───── TEXTE EXTRAIT

Le processus d’attribution d’une place est complexe et se déroule sur plusieurs mois. Parcoursup recouvre en fait deux réalités. C’est d’abord un système de mise en communication entre demande des candidats et offres de formations. Elle transmet les dossiers des candidats, et en retour les réponses des organismes de formation. Les données transmises dans le dossier sont hétérogènes : résultats scolaires, projet de formation motivé, CV, appréciations. L’autre réalité se déroule dans les organismes de formation. Chacun de ses organismes met en œuvre des algorithmes ad hoc et des commissions pour traiter les demandes reçues et formuler les réponses. C’est la partie de Parcoursup la plus opaque. Le ministère ajoute quelques contraintes et obligations, le taux de boursiers, afin de rechercher une mixité sociale.

──────────
───── DONNÉES SOURCES

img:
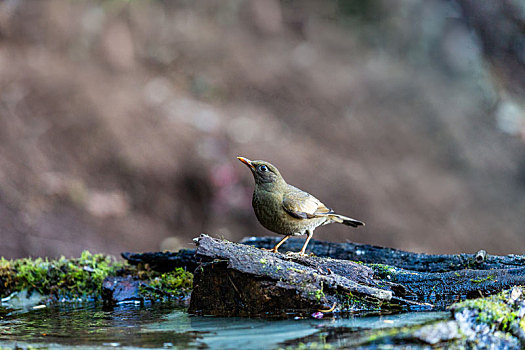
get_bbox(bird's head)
[237,157,285,185]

──────────

• [EXERCICE ÉCRIT]:
D'après le texte extrait, quelle contrainte le ministère ajoute-t-il afin de rechercher une mixité sociale ?

• [RÉSULTAT]:
Le taux de boursiers.